About this task:
Will you write out the data exactly, excluding every picture?

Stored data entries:
_____

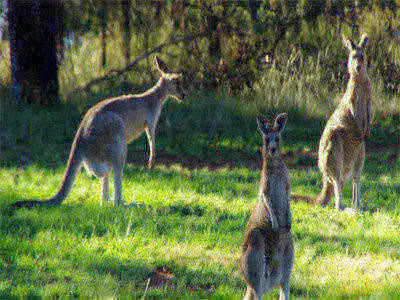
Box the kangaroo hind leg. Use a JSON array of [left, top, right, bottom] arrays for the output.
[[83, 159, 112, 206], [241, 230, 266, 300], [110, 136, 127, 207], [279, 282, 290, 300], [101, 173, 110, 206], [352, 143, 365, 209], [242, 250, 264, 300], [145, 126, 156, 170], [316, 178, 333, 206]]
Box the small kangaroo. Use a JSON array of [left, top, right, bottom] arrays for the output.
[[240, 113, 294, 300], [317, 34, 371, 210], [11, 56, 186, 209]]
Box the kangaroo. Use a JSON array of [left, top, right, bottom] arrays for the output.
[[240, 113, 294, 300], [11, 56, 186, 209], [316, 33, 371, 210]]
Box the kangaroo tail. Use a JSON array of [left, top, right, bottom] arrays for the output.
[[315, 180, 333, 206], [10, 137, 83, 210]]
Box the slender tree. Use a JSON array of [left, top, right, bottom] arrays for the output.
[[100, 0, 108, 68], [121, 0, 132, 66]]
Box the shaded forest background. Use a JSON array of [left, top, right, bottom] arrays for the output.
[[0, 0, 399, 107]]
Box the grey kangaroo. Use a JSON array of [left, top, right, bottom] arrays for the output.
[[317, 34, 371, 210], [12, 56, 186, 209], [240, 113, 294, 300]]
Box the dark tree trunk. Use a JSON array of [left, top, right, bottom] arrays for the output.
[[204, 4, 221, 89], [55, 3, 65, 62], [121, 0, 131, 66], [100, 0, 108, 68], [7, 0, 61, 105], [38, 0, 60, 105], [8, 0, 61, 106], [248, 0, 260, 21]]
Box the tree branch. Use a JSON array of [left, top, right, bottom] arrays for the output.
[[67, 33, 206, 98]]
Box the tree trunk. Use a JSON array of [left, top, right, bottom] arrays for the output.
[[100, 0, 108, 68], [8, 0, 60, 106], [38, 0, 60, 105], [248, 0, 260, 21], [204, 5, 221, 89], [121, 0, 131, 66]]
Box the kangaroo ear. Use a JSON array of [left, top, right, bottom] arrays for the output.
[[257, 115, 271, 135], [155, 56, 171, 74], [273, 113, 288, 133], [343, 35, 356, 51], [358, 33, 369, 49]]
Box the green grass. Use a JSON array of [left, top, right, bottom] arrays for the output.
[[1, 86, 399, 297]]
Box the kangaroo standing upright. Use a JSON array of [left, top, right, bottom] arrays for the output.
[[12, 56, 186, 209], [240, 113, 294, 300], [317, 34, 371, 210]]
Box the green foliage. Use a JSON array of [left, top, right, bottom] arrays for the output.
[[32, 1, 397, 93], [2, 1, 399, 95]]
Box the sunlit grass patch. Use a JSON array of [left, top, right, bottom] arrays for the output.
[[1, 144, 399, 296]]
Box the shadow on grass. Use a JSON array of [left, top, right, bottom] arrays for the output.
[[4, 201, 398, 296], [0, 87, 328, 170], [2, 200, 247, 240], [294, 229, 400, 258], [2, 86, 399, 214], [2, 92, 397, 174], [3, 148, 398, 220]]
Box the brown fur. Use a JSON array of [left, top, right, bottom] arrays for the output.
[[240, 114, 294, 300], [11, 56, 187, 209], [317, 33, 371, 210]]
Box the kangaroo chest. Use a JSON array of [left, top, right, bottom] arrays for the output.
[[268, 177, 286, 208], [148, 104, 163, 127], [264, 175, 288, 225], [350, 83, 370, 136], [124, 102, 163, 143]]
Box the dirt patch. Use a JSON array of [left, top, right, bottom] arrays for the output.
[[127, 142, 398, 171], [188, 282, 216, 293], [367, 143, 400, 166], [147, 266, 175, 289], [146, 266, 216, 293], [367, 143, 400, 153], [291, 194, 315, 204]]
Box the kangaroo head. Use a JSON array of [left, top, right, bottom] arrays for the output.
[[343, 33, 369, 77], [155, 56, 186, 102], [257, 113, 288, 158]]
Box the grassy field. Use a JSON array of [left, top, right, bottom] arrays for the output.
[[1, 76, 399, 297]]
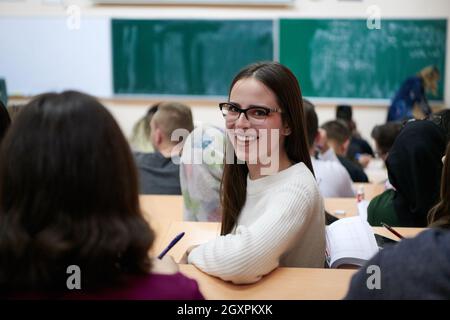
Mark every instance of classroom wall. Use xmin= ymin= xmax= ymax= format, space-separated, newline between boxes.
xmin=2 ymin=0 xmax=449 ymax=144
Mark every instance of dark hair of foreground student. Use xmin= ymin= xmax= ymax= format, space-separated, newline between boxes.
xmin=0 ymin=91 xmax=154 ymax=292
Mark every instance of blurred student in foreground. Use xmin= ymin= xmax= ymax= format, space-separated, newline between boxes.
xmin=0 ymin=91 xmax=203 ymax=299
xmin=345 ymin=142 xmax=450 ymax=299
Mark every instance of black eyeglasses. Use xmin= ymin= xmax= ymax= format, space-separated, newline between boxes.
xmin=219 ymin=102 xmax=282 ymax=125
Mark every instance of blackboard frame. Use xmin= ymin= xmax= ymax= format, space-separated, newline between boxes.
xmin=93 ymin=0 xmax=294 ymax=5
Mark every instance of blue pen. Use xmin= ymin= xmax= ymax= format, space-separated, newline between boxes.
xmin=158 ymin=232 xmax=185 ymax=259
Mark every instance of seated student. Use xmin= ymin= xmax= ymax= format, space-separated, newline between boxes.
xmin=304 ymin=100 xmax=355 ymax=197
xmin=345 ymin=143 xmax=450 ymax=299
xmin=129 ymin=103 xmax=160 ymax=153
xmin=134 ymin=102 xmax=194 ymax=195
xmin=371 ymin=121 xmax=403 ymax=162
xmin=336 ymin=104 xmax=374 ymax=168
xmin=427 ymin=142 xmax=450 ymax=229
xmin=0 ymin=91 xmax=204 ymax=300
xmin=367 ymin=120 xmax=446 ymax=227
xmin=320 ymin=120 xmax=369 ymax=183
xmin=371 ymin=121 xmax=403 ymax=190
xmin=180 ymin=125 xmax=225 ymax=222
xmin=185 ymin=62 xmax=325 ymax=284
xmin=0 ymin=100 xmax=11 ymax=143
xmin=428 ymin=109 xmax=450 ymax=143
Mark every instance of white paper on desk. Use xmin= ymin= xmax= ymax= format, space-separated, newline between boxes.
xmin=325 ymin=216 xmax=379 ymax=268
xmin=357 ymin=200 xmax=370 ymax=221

_____

Response to the exercise:
Box the kangaroo hind leg. Use a JSON array of [left, top, right, bottom] arrays for the output.
[[83, 159, 112, 206], [241, 230, 266, 300], [110, 136, 127, 207], [279, 282, 290, 300], [101, 173, 110, 206], [352, 143, 365, 209], [242, 250, 264, 300], [145, 126, 156, 170], [316, 178, 333, 206]]
Box the small kangaroo. Use a JSON array of [left, top, right, bottom] arrays for the output.
[[240, 113, 294, 300], [317, 34, 371, 210], [11, 56, 186, 209]]
Box the kangaroo. Use a JSON array of [left, top, right, bottom] arrays for the output.
[[240, 113, 294, 300], [11, 56, 186, 209], [316, 33, 371, 210]]
Box the kangaroo tail. Use a JSON array of [left, top, right, bottom] arrays for the output.
[[315, 180, 333, 206], [10, 137, 83, 210]]
Box the slender tree. Use a JSON array of [left, top, right, bottom] arrays for the output.
[[100, 0, 108, 68], [121, 0, 132, 66]]
Box the shaded forest background. Use a JSON array of [left, top, right, bottom] arrays for the output.
[[0, 0, 399, 107]]
Box the grey kangaroo. Use a JSON array of [left, top, right, bottom] arrays for the output.
[[317, 34, 371, 210], [12, 56, 186, 209], [240, 113, 294, 300]]
Box the dark tree trunk. Use a JSON array of [left, top, right, bottom] arrays for the output.
[[204, 4, 221, 89], [55, 3, 65, 62], [121, 0, 131, 66], [100, 0, 108, 68], [7, 0, 61, 105], [38, 0, 60, 105], [8, 0, 61, 106], [248, 0, 260, 21]]
Box the tree branch. Use a JSON array of [left, top, right, bottom] arrays for the output.
[[67, 33, 206, 98]]
Box the tree trunk. Use a JSON array of [left, top, right, bottom] arrays for the output.
[[100, 0, 108, 68], [8, 0, 60, 106], [38, 0, 60, 105], [248, 0, 260, 21], [204, 5, 221, 89], [121, 0, 131, 66]]
Box the kangaroo ear. Use a JSON array of [left, top, right, bottom] arrays for the output.
[[257, 115, 271, 135], [155, 56, 171, 74], [273, 113, 288, 133], [343, 35, 356, 51], [358, 33, 369, 49]]
Box the green grass. Use a JSON array of [left, top, right, bottom] arrays for the output.
[[1, 86, 399, 297]]
Box the kangaroo standing upright. Use a JSON array of [left, top, right, bottom] arrays for the output.
[[12, 56, 186, 209], [240, 113, 294, 300], [317, 34, 371, 210]]
Box the green foliage. Use a JSON array of [left, top, right, bottom] arrays for the output.
[[32, 1, 397, 93], [2, 1, 399, 95]]
Box the sunlit grass patch. Use a JSON array of [left, top, right, bottom] arrays for the output.
[[1, 144, 399, 296]]
Box the shadow on grass. Use a JSON array of [left, top, right, bottom] arrays for the output.
[[4, 201, 398, 296], [0, 87, 328, 170], [2, 200, 247, 240], [294, 229, 400, 258], [2, 86, 399, 214], [2, 92, 397, 174], [3, 148, 398, 220]]
Box the brown fur. Use a JSON array of [left, top, right, bottom] arrays for the output.
[[240, 114, 294, 300], [11, 56, 187, 209], [317, 33, 371, 210]]
Box the kangaroo chest. Use a JSON array of [left, top, right, bottom] arrays for the output.
[[268, 177, 286, 208], [148, 104, 163, 127], [264, 175, 288, 225], [350, 83, 370, 136], [124, 102, 163, 143]]
Box the dirt patch. Use a JSON array of [left, top, right, bottom] arrays for the output.
[[127, 142, 398, 171], [188, 282, 216, 293], [367, 143, 400, 166], [147, 266, 175, 289], [146, 266, 216, 293], [367, 143, 400, 153], [291, 194, 315, 204]]
Box the kangaroo head. Use a JSON array of [left, top, right, bottom] arrays for the output.
[[343, 33, 369, 77], [155, 56, 186, 102], [257, 113, 288, 158]]
Box the grassy field. Use a JSON array of [left, top, right, bottom] arrays for the output.
[[1, 76, 399, 297]]
Mark every instance of classroom wall. Use xmin= ymin= xmax= ymax= format, space-separated, newline between boxes.
xmin=2 ymin=0 xmax=449 ymax=144
Mark every instance of dark hair of foreground student. Use xmin= ymin= xmax= ymax= format, space-separated, newline between boxes.
xmin=0 ymin=91 xmax=154 ymax=292
Mark every instance of blurred student in foreground. Use xmin= ymin= xmax= ymax= format, space-separated, newline between boxes.
xmin=0 ymin=91 xmax=203 ymax=299
xmin=345 ymin=142 xmax=450 ymax=299
Mark every instance of black eyeglasses. Use xmin= ymin= xmax= ymax= format, space-separated, newline between boxes.
xmin=219 ymin=102 xmax=282 ymax=125
Mark every instance of blackboard frame. Use xmin= ymin= xmax= ymax= format, space-separated, newline between boxes.
xmin=93 ymin=0 xmax=294 ymax=5
Mark every instance of blue pen. Use xmin= ymin= xmax= ymax= format, space-separated, newline between boxes.
xmin=158 ymin=232 xmax=185 ymax=259
Mark every instance of seated student. Use xmin= ymin= xmax= ymax= format, space-separated, newline between boxes.
xmin=304 ymin=100 xmax=355 ymax=197
xmin=345 ymin=143 xmax=450 ymax=299
xmin=129 ymin=103 xmax=160 ymax=153
xmin=134 ymin=102 xmax=194 ymax=195
xmin=371 ymin=121 xmax=403 ymax=162
xmin=336 ymin=104 xmax=374 ymax=168
xmin=427 ymin=142 xmax=450 ymax=229
xmin=0 ymin=91 xmax=204 ymax=300
xmin=367 ymin=120 xmax=446 ymax=227
xmin=320 ymin=120 xmax=369 ymax=183
xmin=371 ymin=121 xmax=403 ymax=190
xmin=180 ymin=125 xmax=225 ymax=222
xmin=185 ymin=62 xmax=325 ymax=284
xmin=0 ymin=100 xmax=11 ymax=143
xmin=428 ymin=109 xmax=450 ymax=143
Mark every instance of white paper on desk. Use xmin= ymin= xmax= ymax= format, space-separated, newline between boxes.
xmin=325 ymin=216 xmax=379 ymax=268
xmin=357 ymin=200 xmax=370 ymax=221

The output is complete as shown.